**Excerpted data:**
..........

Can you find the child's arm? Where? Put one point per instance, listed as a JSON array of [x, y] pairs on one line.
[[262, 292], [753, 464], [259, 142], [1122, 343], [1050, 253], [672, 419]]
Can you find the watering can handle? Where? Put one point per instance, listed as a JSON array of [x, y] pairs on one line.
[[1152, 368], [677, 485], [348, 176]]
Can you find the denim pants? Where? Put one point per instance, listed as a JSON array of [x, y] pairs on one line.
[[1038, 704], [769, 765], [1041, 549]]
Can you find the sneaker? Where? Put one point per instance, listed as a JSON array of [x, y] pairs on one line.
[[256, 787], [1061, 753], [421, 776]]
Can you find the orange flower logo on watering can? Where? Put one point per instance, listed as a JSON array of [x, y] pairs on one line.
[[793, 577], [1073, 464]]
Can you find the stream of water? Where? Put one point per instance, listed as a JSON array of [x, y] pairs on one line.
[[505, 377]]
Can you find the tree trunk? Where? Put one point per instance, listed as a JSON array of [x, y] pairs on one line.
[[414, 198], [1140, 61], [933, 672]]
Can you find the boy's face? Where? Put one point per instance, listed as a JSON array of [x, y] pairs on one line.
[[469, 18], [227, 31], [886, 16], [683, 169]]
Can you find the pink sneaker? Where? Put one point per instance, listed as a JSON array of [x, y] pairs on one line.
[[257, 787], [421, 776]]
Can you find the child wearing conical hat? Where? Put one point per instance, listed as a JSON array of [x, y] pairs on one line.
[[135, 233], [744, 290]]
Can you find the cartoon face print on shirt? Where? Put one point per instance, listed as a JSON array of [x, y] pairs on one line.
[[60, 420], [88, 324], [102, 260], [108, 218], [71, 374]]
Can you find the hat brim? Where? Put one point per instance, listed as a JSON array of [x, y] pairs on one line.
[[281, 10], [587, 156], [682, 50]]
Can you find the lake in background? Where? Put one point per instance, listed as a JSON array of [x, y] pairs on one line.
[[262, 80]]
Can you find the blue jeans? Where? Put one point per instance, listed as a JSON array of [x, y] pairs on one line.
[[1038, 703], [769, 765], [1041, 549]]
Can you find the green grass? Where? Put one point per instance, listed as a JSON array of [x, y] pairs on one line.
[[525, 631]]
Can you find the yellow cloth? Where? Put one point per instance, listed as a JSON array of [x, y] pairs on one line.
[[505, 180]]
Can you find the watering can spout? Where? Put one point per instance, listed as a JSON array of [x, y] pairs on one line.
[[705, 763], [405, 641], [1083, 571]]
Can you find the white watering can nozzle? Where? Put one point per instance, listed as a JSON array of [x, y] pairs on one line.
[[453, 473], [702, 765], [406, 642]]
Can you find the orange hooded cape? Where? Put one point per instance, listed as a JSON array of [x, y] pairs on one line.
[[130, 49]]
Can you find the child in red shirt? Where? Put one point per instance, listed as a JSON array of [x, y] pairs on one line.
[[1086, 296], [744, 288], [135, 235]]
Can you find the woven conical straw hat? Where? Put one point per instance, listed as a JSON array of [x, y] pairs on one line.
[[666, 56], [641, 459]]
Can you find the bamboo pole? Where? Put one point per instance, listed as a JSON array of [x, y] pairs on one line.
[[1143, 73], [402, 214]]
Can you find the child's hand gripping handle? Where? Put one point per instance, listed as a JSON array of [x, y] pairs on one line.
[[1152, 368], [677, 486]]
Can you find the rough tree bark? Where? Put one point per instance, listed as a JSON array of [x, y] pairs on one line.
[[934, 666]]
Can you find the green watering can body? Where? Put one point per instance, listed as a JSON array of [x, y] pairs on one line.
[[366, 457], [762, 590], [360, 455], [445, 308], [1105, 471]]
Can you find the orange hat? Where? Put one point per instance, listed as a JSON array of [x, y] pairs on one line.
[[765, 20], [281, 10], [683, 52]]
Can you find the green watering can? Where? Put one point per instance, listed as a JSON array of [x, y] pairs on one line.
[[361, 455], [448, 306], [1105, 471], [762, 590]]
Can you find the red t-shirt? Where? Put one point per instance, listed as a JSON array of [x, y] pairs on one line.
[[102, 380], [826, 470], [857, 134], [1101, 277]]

..........

**Work to be completed:**
Render all of the material above as a numbered list, omitting any blank lines.

**Result of the exercise:**
1. Can you find the child's arm? Where? Put one point per instance, listed as a JSON array of [x, y] pairs on one line.
2. [[262, 292], [753, 464], [259, 142], [1122, 343], [1050, 253], [672, 419]]
3. Can you find the watering can handle? Where? Put one point per instance, listed as a JSON array of [x, y] pairs on one line.
4. [[1152, 368], [677, 485], [348, 176]]
5. Can you find the denim pants? Where? Put one point per instance, listed as a JSON array of [x, y] pairs on one line.
6. [[1038, 704], [769, 765], [1041, 549]]
7. Can you find the sneaker? Where? Put one point per instance, listed as a JSON array of [x, y] pairs on one line.
8. [[256, 787], [1061, 753], [421, 776]]
9. Can you find the orange flower logo on watering can? Where? Put one point per instance, listed as a JSON array of [x, y] pairs on one line.
10. [[793, 577], [1073, 464]]
11. Can you find the stream of water? Where? Put one point per instance, listed as a JSON array of [x, y] pairs on one line.
12. [[505, 377]]
13. Can you find the tree trunk? Where? Put one point per instance, listed as a JSON array of [x, y] pairs on one line.
14. [[414, 198], [1140, 61], [933, 672]]
15. Can you find the boy's face? Where? Put one point per instance, listed as a JSON array of [x, y] pairs on one line.
16. [[469, 18], [227, 31], [886, 16], [683, 169]]
17. Can you find the pink sneaker? Where? Put one point per instance, listed as a JSON array of [x, y] pairs on one line.
18. [[257, 787], [421, 776]]
19. Can you find the child wearing conical hat? Where? Put one point per instance, listed as a JSON array of [x, y] pairs on one line.
20. [[135, 233], [744, 290]]
21. Can you find the cartoon face print on shirt? Where? Put one point per instance, listed as a JSON array of [x, y] pairs on one line.
22. [[60, 420], [88, 324], [102, 260], [108, 218], [71, 374]]
23. Can you find the hat brim? Where? Put one point per instance, listed as a JSON array of [x, y] pairs on one line.
24. [[281, 10], [587, 156], [682, 50]]
25. Can you find the lake in background? Where? Put one point per instance, listed as a JSON array of [x, y] pairs on one line.
26. [[262, 80]]
27. Can you find the blue jeans? Where? Put one point per instance, listed as a JSON array of [x, y] pairs on one line.
28. [[1038, 703], [769, 765], [1041, 549]]
29. Can you find the green grass? Where? Put one point per instance, listed as a JSON array of [x, y] pairs on one line.
30. [[525, 631]]
31. Can you find the yellow cloth? Where? Put one point per instance, listed as a JSON array of [x, y] pairs on one line.
32. [[505, 180]]
33. Can you find the watering can spout? Where? Put one point per instance, listed as a JSON array of [x, y] pairs on one line.
34. [[705, 763], [405, 641], [1083, 571]]
35. Can you find the white watering can nozzle? Where? Put one point per instance, listed as a JSON array of [x, y] pairs on one line.
36. [[453, 473], [702, 765], [406, 642]]
37. Can you find the orange hooded cape? Where? Put one point per instance, listed as a JSON array of [x, y] pairs on one line.
38. [[130, 49]]
39. Can you find the child in red shirt? Where? Put one point per instance, listed as a JSON array of [x, y] pairs on one line.
40. [[1086, 296], [744, 288], [135, 235]]
41. Can you find the woven conical straw hat? Where? Put one point per instance, listed as a JSON array of [x, y] pairs on one line.
42. [[666, 56], [641, 459]]
43. Can you find the bamboo pole? Where? Put one point per instance, listed as a JSON array of [x, y] pairs on one line.
44. [[1143, 73], [402, 214]]
45. Can you find the child's hand gripping handle? Where? Put one point per instance, listed as a JSON array of [x, y] pairs on one line.
46. [[1152, 368], [677, 486]]
47. Can you find the rough tree bark? Where? Put one point per instance, listed as a JSON array of [x, y] pairs on one line.
48. [[934, 666]]
49. Can you find the green watering can body? Where? Put one point per instance, listed as a JSON array of [x, y] pairs on one line.
50. [[366, 457], [762, 590], [360, 455], [445, 308], [1105, 471]]
51. Can you find the orange hat? Where? Put one point per instance, listed as a JSON array of [x, y] pairs on one line.
52. [[765, 20], [281, 10], [683, 52]]
53. Can you find the green watering can? Where? Put one point per instance, listed as a JSON array of [x, y] pairs on one line.
54. [[361, 455], [448, 306], [1105, 471], [762, 590]]
55. Can you find the red t-shirt? Where? Put one point per instance, listed as a JSON array of [x, y] pairs on one line.
56. [[102, 380], [826, 470], [857, 134], [1101, 277]]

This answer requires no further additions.